▶ **Objective**: Please rewrite everything from the line containing "Where can you see the bridge" down to the end of the material as a JSON list of strings, one string per line, with blank lines omitted. Leave the pictures out of your answer.

==== Source data ====

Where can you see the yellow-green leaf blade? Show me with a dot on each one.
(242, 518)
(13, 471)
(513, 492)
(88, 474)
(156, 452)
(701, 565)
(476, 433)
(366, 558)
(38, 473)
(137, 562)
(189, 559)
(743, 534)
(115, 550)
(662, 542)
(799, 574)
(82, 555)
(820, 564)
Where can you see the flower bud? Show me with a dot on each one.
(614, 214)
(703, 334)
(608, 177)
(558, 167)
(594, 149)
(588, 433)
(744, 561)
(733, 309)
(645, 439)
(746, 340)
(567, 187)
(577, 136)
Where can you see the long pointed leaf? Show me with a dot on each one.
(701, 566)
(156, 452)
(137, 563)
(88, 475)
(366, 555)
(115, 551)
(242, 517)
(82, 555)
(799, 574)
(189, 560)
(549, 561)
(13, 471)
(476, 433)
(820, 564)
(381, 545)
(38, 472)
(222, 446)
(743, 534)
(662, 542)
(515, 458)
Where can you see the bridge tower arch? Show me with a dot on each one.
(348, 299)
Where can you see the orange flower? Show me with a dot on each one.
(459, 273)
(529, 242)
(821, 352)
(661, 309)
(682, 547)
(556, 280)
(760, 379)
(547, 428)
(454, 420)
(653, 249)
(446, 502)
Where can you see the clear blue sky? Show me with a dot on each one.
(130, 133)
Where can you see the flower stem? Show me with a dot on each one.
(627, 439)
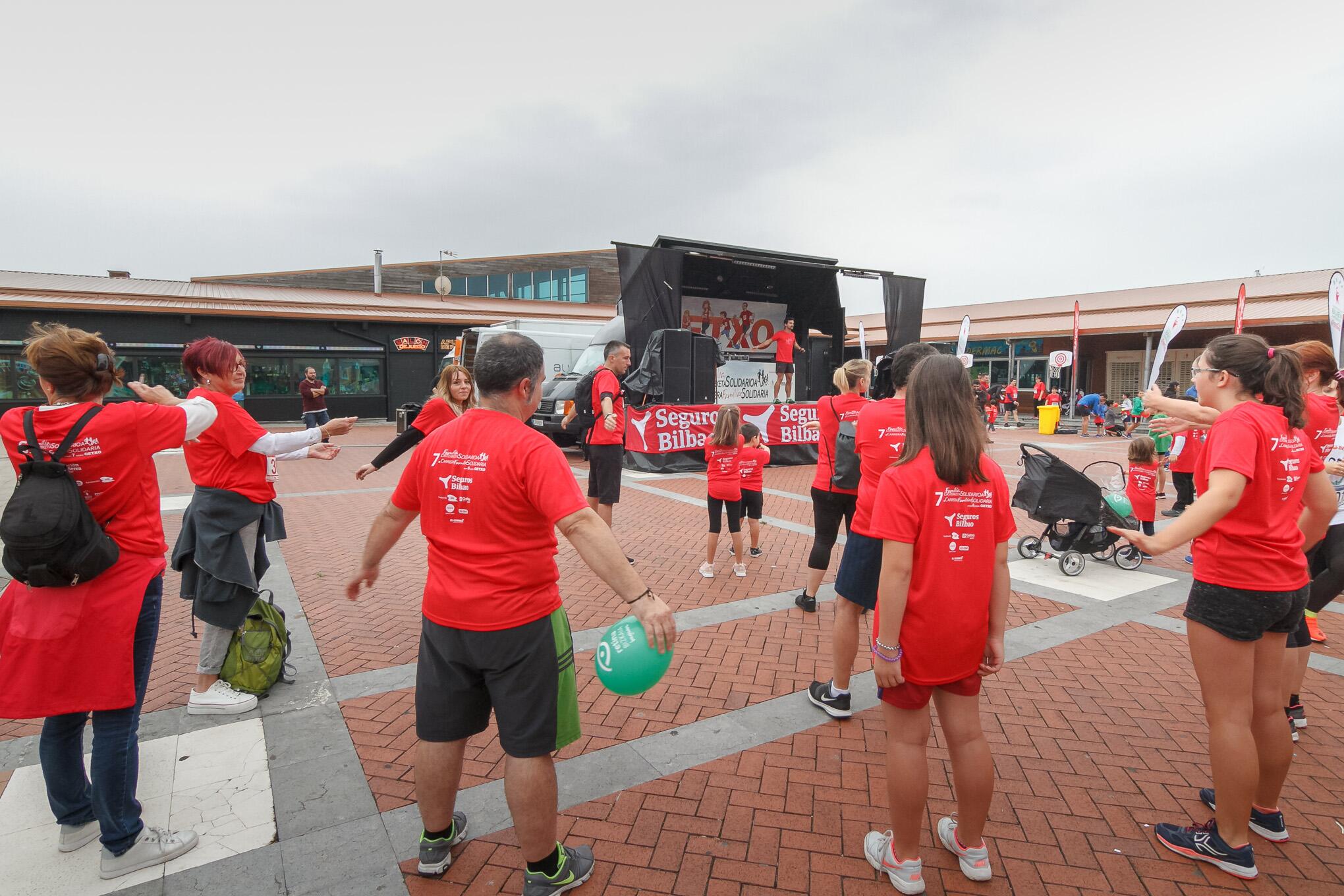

====

▶ **Output for this task**:
[
  "Where can you see the bridge tower arch? Show me with a dot on each one.",
  "(348, 299)",
  "Where can you see the orange flower? Show me with a dot on each one.",
  "(459, 273)",
  "(529, 242)",
  "(821, 352)",
  "(661, 309)",
  "(682, 547)",
  "(556, 280)",
  "(760, 379)",
  "(547, 428)",
  "(454, 420)",
  "(653, 249)",
  "(446, 502)",
  "Where can you see the clear blue sky? Show me with a dot on each one.",
  "(130, 133)",
  "Where can you see the flower stem? Show me with a dot on each one.",
  "(627, 439)"
]